EXTRACTED MATERIAL:
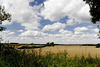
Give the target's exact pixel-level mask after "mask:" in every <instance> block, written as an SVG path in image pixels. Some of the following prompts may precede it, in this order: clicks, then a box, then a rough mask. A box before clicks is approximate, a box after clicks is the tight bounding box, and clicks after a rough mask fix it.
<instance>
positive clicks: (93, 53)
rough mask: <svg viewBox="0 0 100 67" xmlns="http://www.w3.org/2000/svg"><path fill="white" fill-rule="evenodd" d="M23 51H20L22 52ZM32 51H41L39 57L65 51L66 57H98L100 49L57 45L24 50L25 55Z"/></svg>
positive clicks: (92, 47) (86, 47)
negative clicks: (25, 54)
mask: <svg viewBox="0 0 100 67" xmlns="http://www.w3.org/2000/svg"><path fill="white" fill-rule="evenodd" d="M23 50H24V49H20V51H23ZM32 50H34V51H36V52H39V51H40V50H41V55H45V54H46V53H47V52H51V53H55V54H56V53H61V52H64V51H67V53H68V57H71V58H73V57H75V56H78V57H82V56H84V57H88V56H91V57H94V58H95V57H98V58H99V57H100V48H96V47H95V46H66V45H57V46H47V47H44V48H35V49H34V48H33V49H25V51H26V52H27V53H32Z"/></svg>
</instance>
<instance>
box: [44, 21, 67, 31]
mask: <svg viewBox="0 0 100 67" xmlns="http://www.w3.org/2000/svg"><path fill="white" fill-rule="evenodd" d="M65 27H66V24H64V23H60V22H57V23H54V24H52V25H46V26H44V28H43V31H56V30H59V29H63V28H65Z"/></svg>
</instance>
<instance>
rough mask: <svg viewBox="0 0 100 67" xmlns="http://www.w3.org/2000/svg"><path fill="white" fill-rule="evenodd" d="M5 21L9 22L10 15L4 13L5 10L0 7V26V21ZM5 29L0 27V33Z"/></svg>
mask: <svg viewBox="0 0 100 67" xmlns="http://www.w3.org/2000/svg"><path fill="white" fill-rule="evenodd" d="M5 20H8V21H9V22H10V21H11V14H9V13H6V12H5V8H4V7H2V6H1V5H0V24H2V21H5ZM5 29H6V28H5V27H1V26H0V31H3V30H5Z"/></svg>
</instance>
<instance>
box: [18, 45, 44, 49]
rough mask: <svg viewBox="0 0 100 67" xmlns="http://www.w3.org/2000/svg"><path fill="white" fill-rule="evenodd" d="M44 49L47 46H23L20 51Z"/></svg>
mask: <svg viewBox="0 0 100 67" xmlns="http://www.w3.org/2000/svg"><path fill="white" fill-rule="evenodd" d="M43 47H46V46H45V45H44V46H31V47H30V46H22V47H20V48H18V49H33V48H43Z"/></svg>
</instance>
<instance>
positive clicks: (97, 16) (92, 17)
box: [83, 0, 100, 24]
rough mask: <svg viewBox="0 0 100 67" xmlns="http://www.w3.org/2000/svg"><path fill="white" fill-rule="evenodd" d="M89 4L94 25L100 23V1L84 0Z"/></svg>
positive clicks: (99, 0)
mask: <svg viewBox="0 0 100 67" xmlns="http://www.w3.org/2000/svg"><path fill="white" fill-rule="evenodd" d="M83 1H85V2H86V3H87V4H89V7H90V15H91V16H92V17H91V21H92V23H94V24H95V23H96V22H97V21H100V0H83Z"/></svg>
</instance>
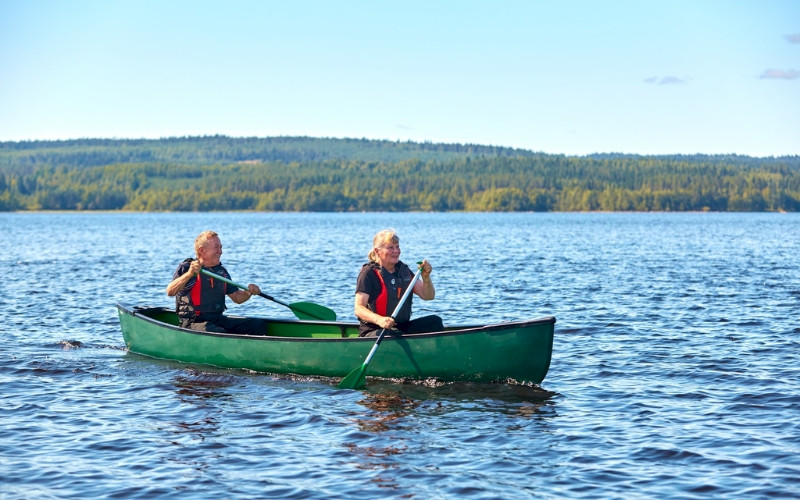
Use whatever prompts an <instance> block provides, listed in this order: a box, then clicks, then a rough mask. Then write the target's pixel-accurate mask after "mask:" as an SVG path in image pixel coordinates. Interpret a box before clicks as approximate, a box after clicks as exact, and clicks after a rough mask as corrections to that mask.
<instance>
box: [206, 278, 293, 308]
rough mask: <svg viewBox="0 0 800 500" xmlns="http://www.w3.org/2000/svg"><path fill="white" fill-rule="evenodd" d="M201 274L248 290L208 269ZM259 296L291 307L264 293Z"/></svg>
mask: <svg viewBox="0 0 800 500" xmlns="http://www.w3.org/2000/svg"><path fill="white" fill-rule="evenodd" d="M200 272H201V273H203V274H205V275H206V276H210V277H212V278H214V279H218V280H220V281H224V282H225V283H227V284H229V285H233V286H236V287H239V288H241V289H242V290H247V287H246V286H244V285H240V284H239V283H236V282H235V281H231V280H229V279H228V278H226V277H224V276H220V275H219V274H215V273H212V272H211V271H209V270H208V269H201V270H200ZM259 295H260V296H262V297H264V298H265V299H268V300H271V301H273V302H277V303H278V304H281V305H284V306H287V307H289V304H284V303H283V302H281V301H280V300H278V299H274V298H272V297H270V296H269V295H267V294H266V293H263V292H262V293H259Z"/></svg>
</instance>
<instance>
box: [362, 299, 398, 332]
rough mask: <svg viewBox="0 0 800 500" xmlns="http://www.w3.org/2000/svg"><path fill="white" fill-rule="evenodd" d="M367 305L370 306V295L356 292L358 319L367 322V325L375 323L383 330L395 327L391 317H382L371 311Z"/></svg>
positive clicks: (392, 320) (383, 316) (379, 315)
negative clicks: (369, 297) (369, 302)
mask: <svg viewBox="0 0 800 500" xmlns="http://www.w3.org/2000/svg"><path fill="white" fill-rule="evenodd" d="M367 304H369V295H367V294H366V293H361V292H356V300H355V313H356V317H357V318H358V319H360V320H362V321H366V322H367V323H374V324H376V325H378V326H379V327H381V328H393V327H394V325H395V323H394V320H393V319H392V318H391V317H390V316H381V315H380V314H377V313H374V312H372V311H370V310H369V307H367Z"/></svg>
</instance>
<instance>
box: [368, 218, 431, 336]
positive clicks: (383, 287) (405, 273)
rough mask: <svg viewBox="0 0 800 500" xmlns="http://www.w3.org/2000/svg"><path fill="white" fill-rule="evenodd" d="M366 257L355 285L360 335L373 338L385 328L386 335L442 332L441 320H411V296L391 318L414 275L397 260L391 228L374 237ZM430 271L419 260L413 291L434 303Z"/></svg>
mask: <svg viewBox="0 0 800 500" xmlns="http://www.w3.org/2000/svg"><path fill="white" fill-rule="evenodd" d="M367 257H368V258H369V262H367V263H366V264H364V265H363V266H362V267H361V272H360V273H359V274H358V281H357V282H356V298H355V314H356V317H357V318H358V319H359V323H360V324H359V328H358V334H359V336H361V337H374V336H377V333H378V331H379V330H381V329H383V328H386V329H387V332H386V333H387V334H395V335H397V334H403V333H405V334H411V333H425V332H438V331H441V330H443V329H444V327H443V326H442V318H440V317H439V316H436V315H430V316H423V317H421V318H417V319H413V320H412V319H411V297H409V298H408V300H406V302H405V304H403V307H402V308H401V309H400V312H399V313H398V314H397V317H396V318H392V317H391V316H390V314H391V313H392V311H394V309H395V306H397V304H398V303H399V302H400V298H401V297H402V296H403V292H405V287H406V286H407V285H408V284H410V283H411V280H412V278H413V277H414V272H413V271H412V270H411V269H410V268H409V267H408V266H407V265H406V264H405V263H403V262H402V261H401V260H400V238H399V237H398V236H397V232H396V231H395V230H394V229H385V230H383V231H380V232H379V233H378V234H376V235H375V237H374V238H373V239H372V250H370V252H369V254H368V255H367ZM431 271H433V267H431V264H430V263H429V262H428V261H427V260H424V261H422V276H421V277H422V279H421V280H418V281H417V282H416V284H415V285H414V288H413V290H412V291H413V292H414V293H415V294H416V295H417V296H419V297H420V298H421V299H423V300H433V298H434V297H435V296H436V289H435V288H434V286H433V281H431Z"/></svg>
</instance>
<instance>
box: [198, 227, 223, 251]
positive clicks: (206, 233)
mask: <svg viewBox="0 0 800 500" xmlns="http://www.w3.org/2000/svg"><path fill="white" fill-rule="evenodd" d="M211 238H219V235H218V234H217V233H215V232H214V231H203V232H202V233H200V234H199V235H198V236H197V238H195V240H194V253H195V255H196V256H200V249H201V248H203V245H205V244H206V242H207V241H208V240H210V239H211Z"/></svg>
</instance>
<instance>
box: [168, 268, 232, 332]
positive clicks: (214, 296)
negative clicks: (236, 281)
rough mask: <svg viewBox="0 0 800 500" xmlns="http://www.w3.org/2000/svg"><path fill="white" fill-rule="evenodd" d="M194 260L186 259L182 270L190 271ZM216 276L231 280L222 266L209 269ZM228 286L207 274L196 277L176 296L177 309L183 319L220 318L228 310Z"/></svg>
mask: <svg viewBox="0 0 800 500" xmlns="http://www.w3.org/2000/svg"><path fill="white" fill-rule="evenodd" d="M193 260H194V259H186V260H184V261H183V263H182V264H181V268H184V267H185V268H186V270H188V269H189V265H190V264H191V263H192V261H193ZM207 269H208V270H209V271H211V272H212V273H214V274H218V275H220V276H223V277H225V278H228V279H230V275H229V274H228V271H227V270H226V269H225V268H224V267H222V265H218V266H214V267H210V268H207ZM184 272H185V271H184ZM228 293H229V292H228V284H227V283H225V282H224V281H219V280H217V279H214V278H212V277H210V276H206V275H205V274H202V273H201V274H200V276H195V277H194V278H192V279H190V280H189V281H188V282H187V283H186V287H184V289H183V290H181V291H180V292H179V293H178V294H177V295H176V296H175V307H176V309H177V310H178V316H180V317H181V318H194V317H196V316H200V317H202V316H208V317H214V316H220V315H221V314H222V313H223V311H225V309H226V308H227V307H226V306H225V296H226V295H227V294H228Z"/></svg>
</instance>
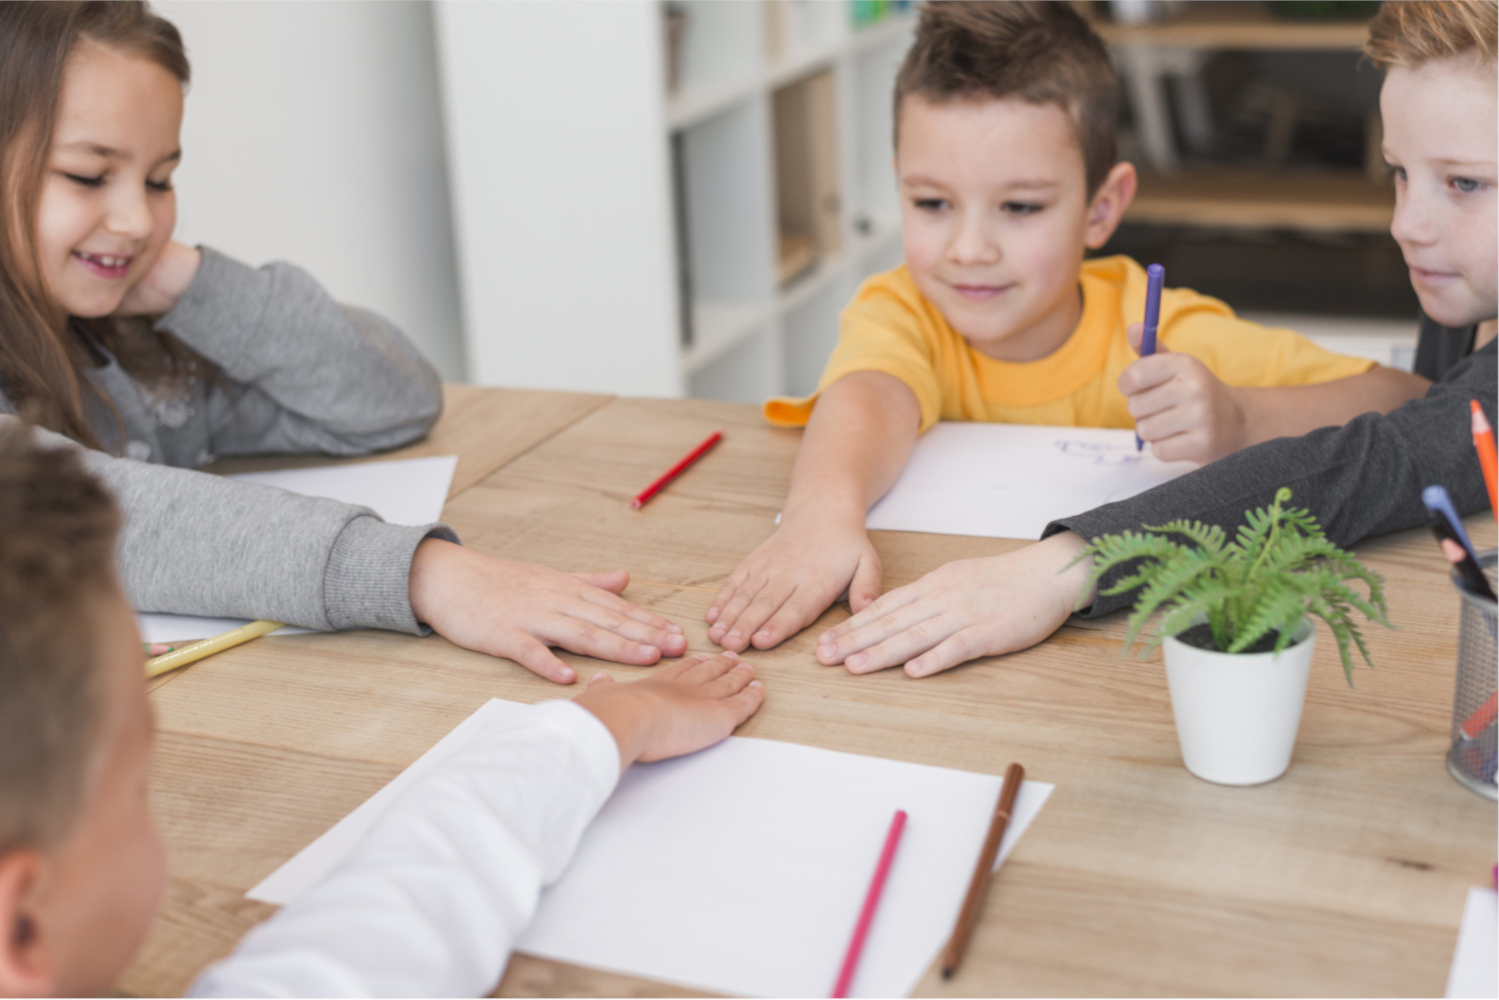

PROBLEM DETAILS:
Duplicate the data verbatim from its first line through the line containing "box: [83, 0, 100, 24]", including both, and leave the pictures out of your copy.

EXPECTED ANSWER:
Give the target's exact pixel-level mask after "mask:" in every <instance> block, written as an SVG path in image pixels. Some of the following prompts may precede it, in this order: clicks, then a box, then a rough mask. A box before clicks is approximate, a box after clicks is the tight bounding box, and clicks after a rough mask fix it.
<instance>
positive clicks: (93, 53)
rough mask: <svg viewBox="0 0 100 67" xmlns="http://www.w3.org/2000/svg"><path fill="white" fill-rule="evenodd" d="M23 51H20L22 52ZM32 51H41L39 57L65 51L66 57H98L100 49L57 45L24 50L25 55Z"/></svg>
positive clicks: (92, 47) (86, 47)
negative clicks: (25, 54)
mask: <svg viewBox="0 0 100 67" xmlns="http://www.w3.org/2000/svg"><path fill="white" fill-rule="evenodd" d="M23 50H24V49H20V51H23ZM32 50H34V51H36V52H39V51H40V50H41V55H45V54H46V53H47V52H51V53H55V54H56V53H61V52H64V51H67V53H68V57H71V58H73V57H75V56H78V57H82V56H84V57H88V56H91V57H94V58H95V57H98V58H99V57H100V48H96V47H95V46H66V45H57V46H47V47H44V48H35V49H34V48H33V49H25V51H26V52H27V53H32Z"/></svg>
</instance>
<instance>
box: [44, 21, 67, 31]
mask: <svg viewBox="0 0 100 67" xmlns="http://www.w3.org/2000/svg"><path fill="white" fill-rule="evenodd" d="M65 27H66V24H64V23H60V22H57V23H54V24H52V25H46V26H44V28H43V31H56V30H59V29H63V28H65Z"/></svg>
</instance>
<instance>
rough mask: <svg viewBox="0 0 100 67" xmlns="http://www.w3.org/2000/svg"><path fill="white" fill-rule="evenodd" d="M5 21L9 22L10 15L4 13L5 10L0 7V26V21ZM5 29L0 27V33Z"/></svg>
mask: <svg viewBox="0 0 100 67" xmlns="http://www.w3.org/2000/svg"><path fill="white" fill-rule="evenodd" d="M5 20H8V21H9V22H10V21H11V14H9V13H6V12H5V8H4V7H2V6H1V5H0V24H2V21H5ZM5 29H6V28H5V27H1V26H0V31H3V30H5Z"/></svg>
</instance>
<instance>
box: [18, 45, 44, 49]
rough mask: <svg viewBox="0 0 100 67" xmlns="http://www.w3.org/2000/svg"><path fill="white" fill-rule="evenodd" d="M44 49L47 46H23L20 51Z"/></svg>
mask: <svg viewBox="0 0 100 67" xmlns="http://www.w3.org/2000/svg"><path fill="white" fill-rule="evenodd" d="M43 47H46V46H45V45H44V46H31V47H30V46H22V47H20V48H18V49H33V48H43Z"/></svg>
</instance>
<instance>
positive clicks: (97, 16) (92, 17)
box: [83, 0, 100, 24]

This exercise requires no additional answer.